**Exercise goal:** With pictures omitted, restate the data word for word.
Records to process Start Marker
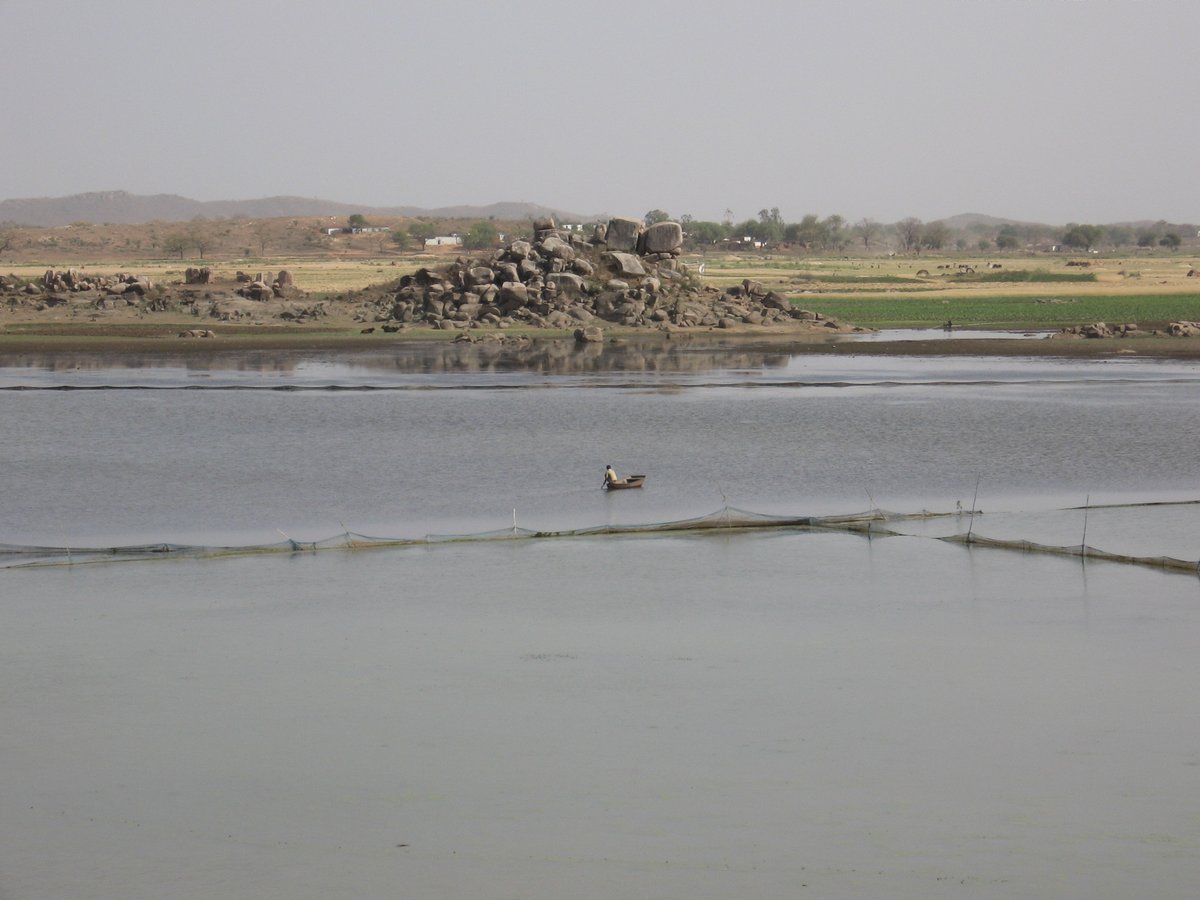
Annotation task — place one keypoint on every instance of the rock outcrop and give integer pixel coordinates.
(627, 275)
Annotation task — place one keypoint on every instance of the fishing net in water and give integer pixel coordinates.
(871, 523)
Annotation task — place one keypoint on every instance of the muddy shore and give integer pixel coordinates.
(18, 340)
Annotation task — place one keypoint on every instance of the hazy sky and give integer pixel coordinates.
(1049, 111)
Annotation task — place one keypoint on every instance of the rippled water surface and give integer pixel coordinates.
(731, 714)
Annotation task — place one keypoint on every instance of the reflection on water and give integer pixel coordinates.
(750, 715)
(541, 357)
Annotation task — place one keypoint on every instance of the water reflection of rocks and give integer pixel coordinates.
(538, 357)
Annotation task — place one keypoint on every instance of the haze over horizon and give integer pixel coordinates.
(1048, 111)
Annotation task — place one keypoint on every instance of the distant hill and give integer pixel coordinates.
(977, 220)
(124, 208)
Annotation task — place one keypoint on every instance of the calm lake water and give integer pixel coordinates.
(737, 714)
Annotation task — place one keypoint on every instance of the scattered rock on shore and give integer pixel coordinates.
(627, 274)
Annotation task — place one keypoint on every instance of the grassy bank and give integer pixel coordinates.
(1006, 311)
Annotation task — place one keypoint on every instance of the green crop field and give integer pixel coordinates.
(999, 311)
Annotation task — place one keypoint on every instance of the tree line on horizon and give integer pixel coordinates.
(911, 235)
(811, 234)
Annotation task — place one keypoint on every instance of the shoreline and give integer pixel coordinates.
(130, 339)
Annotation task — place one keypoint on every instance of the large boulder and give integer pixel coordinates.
(623, 234)
(568, 282)
(558, 249)
(663, 238)
(625, 264)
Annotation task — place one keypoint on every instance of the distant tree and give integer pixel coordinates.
(175, 243)
(1081, 237)
(703, 234)
(867, 229)
(810, 232)
(909, 233)
(1007, 238)
(481, 235)
(772, 225)
(751, 228)
(835, 232)
(935, 235)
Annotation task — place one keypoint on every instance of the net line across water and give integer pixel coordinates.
(870, 523)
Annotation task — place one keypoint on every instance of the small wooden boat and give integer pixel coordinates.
(625, 483)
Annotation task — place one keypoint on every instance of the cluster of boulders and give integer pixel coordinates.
(627, 274)
(1101, 329)
(75, 282)
(261, 289)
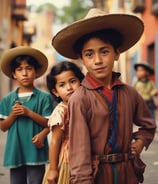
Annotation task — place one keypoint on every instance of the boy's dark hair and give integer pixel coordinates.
(59, 68)
(16, 62)
(110, 36)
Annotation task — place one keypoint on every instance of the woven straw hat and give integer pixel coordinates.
(130, 26)
(9, 55)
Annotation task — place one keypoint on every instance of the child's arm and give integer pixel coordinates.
(54, 152)
(137, 147)
(38, 139)
(7, 123)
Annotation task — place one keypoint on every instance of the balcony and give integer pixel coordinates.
(138, 6)
(19, 12)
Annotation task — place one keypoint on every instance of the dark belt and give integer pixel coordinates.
(113, 158)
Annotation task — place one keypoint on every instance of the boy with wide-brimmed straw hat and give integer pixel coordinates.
(145, 86)
(103, 147)
(24, 114)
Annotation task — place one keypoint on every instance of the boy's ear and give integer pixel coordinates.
(54, 91)
(13, 75)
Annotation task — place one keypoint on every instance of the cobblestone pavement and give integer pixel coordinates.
(149, 157)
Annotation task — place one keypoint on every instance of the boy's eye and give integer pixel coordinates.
(104, 51)
(61, 85)
(73, 81)
(88, 54)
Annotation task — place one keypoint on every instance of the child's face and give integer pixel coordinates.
(66, 84)
(99, 57)
(25, 74)
(142, 73)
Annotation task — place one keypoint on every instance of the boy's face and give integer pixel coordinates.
(25, 74)
(142, 73)
(99, 57)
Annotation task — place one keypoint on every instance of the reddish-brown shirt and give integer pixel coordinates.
(89, 129)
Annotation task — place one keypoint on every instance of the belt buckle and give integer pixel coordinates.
(110, 158)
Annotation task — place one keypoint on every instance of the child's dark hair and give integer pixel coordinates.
(110, 36)
(16, 62)
(59, 68)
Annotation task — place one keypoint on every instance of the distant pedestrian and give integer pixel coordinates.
(145, 86)
(102, 112)
(24, 114)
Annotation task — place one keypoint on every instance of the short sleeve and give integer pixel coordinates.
(58, 116)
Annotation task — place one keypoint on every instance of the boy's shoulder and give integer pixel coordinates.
(40, 91)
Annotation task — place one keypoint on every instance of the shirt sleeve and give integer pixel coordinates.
(58, 116)
(80, 147)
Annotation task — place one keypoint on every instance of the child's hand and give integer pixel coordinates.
(38, 140)
(137, 147)
(52, 176)
(18, 109)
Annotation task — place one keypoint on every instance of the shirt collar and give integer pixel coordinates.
(95, 84)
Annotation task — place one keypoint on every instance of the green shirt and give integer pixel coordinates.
(19, 147)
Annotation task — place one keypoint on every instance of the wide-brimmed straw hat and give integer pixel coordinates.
(146, 66)
(10, 54)
(130, 26)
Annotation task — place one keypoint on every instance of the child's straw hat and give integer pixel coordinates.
(130, 26)
(10, 54)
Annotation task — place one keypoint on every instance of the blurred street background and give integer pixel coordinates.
(34, 23)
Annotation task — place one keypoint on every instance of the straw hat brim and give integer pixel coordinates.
(130, 26)
(146, 66)
(10, 54)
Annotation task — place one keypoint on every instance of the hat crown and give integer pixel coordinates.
(94, 12)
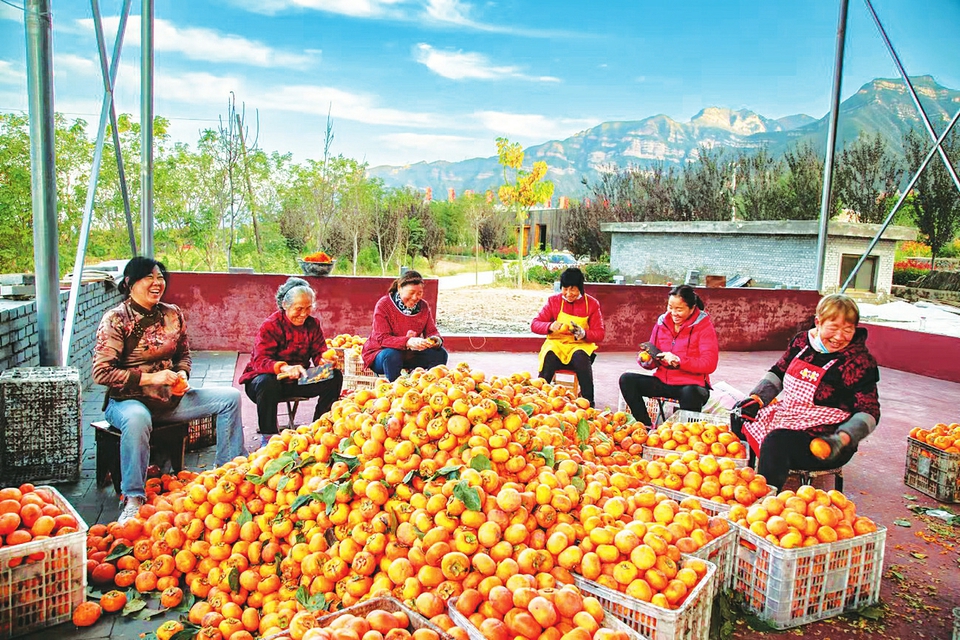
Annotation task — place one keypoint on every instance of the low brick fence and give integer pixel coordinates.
(19, 342)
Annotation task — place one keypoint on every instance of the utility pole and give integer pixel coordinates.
(43, 177)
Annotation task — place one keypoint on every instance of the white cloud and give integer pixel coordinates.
(9, 13)
(458, 65)
(425, 146)
(354, 8)
(11, 74)
(205, 44)
(531, 126)
(345, 105)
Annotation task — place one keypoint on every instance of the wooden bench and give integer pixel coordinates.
(167, 441)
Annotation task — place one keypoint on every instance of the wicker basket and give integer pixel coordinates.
(316, 268)
(791, 587)
(40, 422)
(609, 622)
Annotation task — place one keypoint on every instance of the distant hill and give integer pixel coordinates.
(882, 105)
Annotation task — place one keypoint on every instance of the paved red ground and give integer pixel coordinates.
(921, 583)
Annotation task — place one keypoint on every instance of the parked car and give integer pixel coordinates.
(554, 261)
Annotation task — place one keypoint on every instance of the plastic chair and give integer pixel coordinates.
(292, 405)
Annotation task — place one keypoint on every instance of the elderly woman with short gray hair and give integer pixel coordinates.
(287, 342)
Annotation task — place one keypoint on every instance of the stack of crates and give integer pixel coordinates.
(932, 471)
(792, 587)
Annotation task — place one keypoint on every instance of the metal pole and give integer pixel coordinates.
(43, 177)
(831, 144)
(114, 64)
(146, 128)
(913, 94)
(900, 201)
(109, 76)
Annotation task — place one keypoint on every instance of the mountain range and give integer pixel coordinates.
(882, 105)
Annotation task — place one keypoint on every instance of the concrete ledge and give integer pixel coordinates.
(926, 354)
(762, 227)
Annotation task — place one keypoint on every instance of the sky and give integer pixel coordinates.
(422, 80)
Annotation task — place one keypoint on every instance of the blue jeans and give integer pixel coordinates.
(135, 423)
(389, 362)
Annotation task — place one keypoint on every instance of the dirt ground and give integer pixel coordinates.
Records to process End Marker
**Reply:**
Annotation task — place one keypoint on every instance of the rock outcrop and give integer pixel coordinates.
(627, 275)
Annotation task — place one keypoint on every instance of the fishing net in water and give integer pixel coordinates.
(871, 523)
Annotation task — place one keypoint on every instance of the muddy shore and give integer pixel coordinates.
(18, 340)
Annotation task — place one keypoint on every instance of the hazy sky and give integer pixel coordinates.
(1049, 111)
Annotation task — place one keypoint on every instance of the rippled water surface and give integer pixel coordinates.
(731, 714)
Annotation task — place one keypoint on every instance of the reflection on water and give integer pixel coordinates.
(750, 715)
(541, 357)
Annotation task — place one keypoint on every instance of the water reflection of rocks and give integer pixel coordinates.
(538, 357)
Annotation task — place one keypoint on every instance of the haze over horizon and give integer pixel coordinates.
(1048, 111)
Annotation task — place one keypoint on every instance of the distant hill and give integer pixel coordinates.
(977, 220)
(124, 208)
Annotation task — place one keypoint on every instance of the calm lake water and give integer pixel coordinates.
(737, 714)
Annotation task — place one keypoint on every instance of the scattered rock on shore and give integer pixel coordinates.
(627, 274)
Annotation task — place one keypoint on every instance of the grassy bank and give integer pixel coordinates.
(1006, 311)
Annotation task — place one keypoint on every instance of the green crop field and give integer pixel coordinates.
(999, 311)
Annotation task — place one keypoint on every instance of the tree line on horizon and give integer pixel coordinates.
(911, 235)
(811, 234)
Annotation task — place one keypoint on every instance of the shoreline and give integer pixel coordinates.
(130, 339)
Annotation task — place one keypoint on every instance of the large boulder and give integer pixel coordinates.
(623, 234)
(568, 282)
(558, 249)
(663, 238)
(625, 264)
Annotation task — place one keypoint on every instance of the distant tree and give integer pixel coordinates.
(175, 243)
(1081, 237)
(703, 234)
(867, 229)
(810, 232)
(909, 233)
(1007, 238)
(481, 235)
(772, 225)
(751, 228)
(835, 232)
(935, 235)
Annotation task — place one keypoint on every instance of the net line across water and give integer pixel coordinates.
(870, 523)
Annotation task — place one keypoint on every instance of the small wooden boat and give integer pixel coordinates.
(625, 483)
Annotation task — place one keypoint on every instance of the cluster of boulders and give integer pixel coordinates.
(627, 274)
(1101, 329)
(75, 282)
(261, 289)
Annotation task — place one keypoint on every instance of the boy's dark hair and give integer pixel coordinates.
(59, 68)
(16, 62)
(110, 36)
Annotation task — place one keypoint on every instance of the woven straw hat and give integer pixel coordinates.
(130, 26)
(9, 55)
Annotation task — place one keypoint on every instance of the child's arm and give integer pixel coordinates.
(54, 152)
(137, 147)
(38, 139)
(7, 123)
Annotation task — place one keypoint on every instance of the balcony and give integer pixel coordinates.
(138, 6)
(19, 12)
Annotation task — place one keypoint on every instance of the dark belt and give integer pixel coordinates.
(113, 158)
Annotation task — place one keypoint on every instance of the boy with wide-brimmed straw hat and give integer pixel coordinates.
(145, 86)
(103, 147)
(24, 114)
Annotation task — place one keypoint on every instance of the boy's ear and give integer pixel coordinates.
(54, 91)
(13, 75)
Annotation task — place one keypoint on every instance of the cobblestone pavement and give integer pixel coordinates.
(149, 157)
Annotation task — place one keypoint on every instance of the boy's eye and give integer pixel coordinates.
(104, 51)
(61, 85)
(73, 81)
(88, 54)
Annotation task — place one keypoint on every instance of the child's face and give integer pixel coordinates.
(66, 84)
(99, 57)
(25, 74)
(142, 73)
Annotation task — place one keypoint on every instance of the boy's face and give integer pixel coordinates.
(25, 74)
(142, 73)
(99, 57)
Annotation task — place one keypoint on every instance of the reddish-brown shirt and give integer pixel coordinates.
(89, 129)
Annotation task — place one keypoint on every instance of the belt buckle and give integer pixel coordinates.
(110, 158)
Annotation task — place one keypoint on every instance of the child's dark hair and give integer pixel coordinates.
(110, 36)
(16, 62)
(59, 68)
Annotation task — place one keypoint on every instance of the distant pedestrian and give integer pixel coordinates.
(145, 86)
(102, 112)
(24, 114)
Annotation task — place one keypoint on every instance of the short sleeve and give integer pixel coordinates.
(58, 116)
Annotation task — place one keypoint on every instance of the boy's shoulder and give integer pixel coordinates.
(40, 91)
Annotation task — place one keypoint on every instance of the shirt sleeve and give integer pixel coordinates.
(58, 116)
(80, 147)
Annotation task — place one keypoint on every instance of the child's hand and give integer pixel coordinates.
(38, 140)
(137, 147)
(52, 176)
(18, 109)
Annotation task — place one keypoint on every instance of the shirt collar and give integer pixel coordinates.
(95, 84)
Annotation task — place one keypoint on every instance of the green shirt and give integer pixel coordinates.
(19, 147)
Annotation task — place one keypoint on every instance of the wide-brimmed straw hat and give integer pixel coordinates.
(146, 66)
(10, 54)
(130, 26)
Annotation task — place one keypoint on every instance of the child's straw hat and give integer pixel coordinates.
(130, 26)
(10, 54)
Annotation task — place one keypoint on every instance of the blurred street background and give integer pixel coordinates.
(34, 23)
Annotation task — place one keypoint on every instance of the straw hat brim and give integer pixel coordinates.
(130, 26)
(146, 66)
(10, 54)
Annotation task — place one keypoint on every instance of the hat crown and give integer pixel coordinates.
(94, 12)
Annotation task — place one keypoint on every instance of the low brick fence and give integer pixel coordinates.
(19, 342)
Annotation task — place one keypoint on every instance of the utility pole and give integer pixel coordinates.
(43, 177)
Annotation task — place one keypoint on every instance of the white cloud and give integer pixel coordinates.
(9, 13)
(458, 65)
(425, 146)
(354, 8)
(11, 74)
(205, 44)
(531, 126)
(345, 105)
Annotation task — place one keypoint on every instance of the wooden bench and give integer pixel coordinates.
(167, 441)
Annotation task — place one keypoint on every instance of the wicker basket and give integer pixel coordinates.
(316, 268)
(791, 587)
(40, 422)
(609, 622)
Annotation task — place one keypoint on every instance of the distant hill and give integer pixel coordinates.
(882, 105)
Annotation task — place one keypoint on every instance of the paved red ground and give integer pixel coordinates.
(921, 583)
Annotation task — place one keypoint on every instance of the parked car and give integer pixel coordinates.
(554, 261)
Annotation task — place one keypoint on every instance of the plastic chair and give integer pixel coordinates.
(292, 405)
Annotation task — place one keypoint on every instance of the elderly woman with short gray hair and give integer pixel coordinates.
(287, 342)
Annotation task — place one keypoint on every instance of the stack of crates and give integer pixel coordinates.
(932, 471)
(792, 587)
Annotation task — place one keypoint on every instance of the metal pole and give integer pixel coordinates.
(43, 177)
(831, 144)
(114, 64)
(146, 128)
(913, 94)
(900, 201)
(109, 76)
Annotation task — place one keypoint on every instance of the mountain range and give integer pixel coordinates.
(882, 105)
Annotation task — place one keypoint on every instance of the concrete ledge and give integer pixel coordinates.
(926, 354)
(762, 227)
Annotation task — place one keypoint on every instance of the sky and give integer pixel coordinates.
(422, 80)
Annotation task — place one keypoint on every instance of the blue jeans and give integer pixel coordinates.
(135, 423)
(389, 362)
Annotation task — place one keypoint on every instance of the dirt ground and give integer pixel coordinates.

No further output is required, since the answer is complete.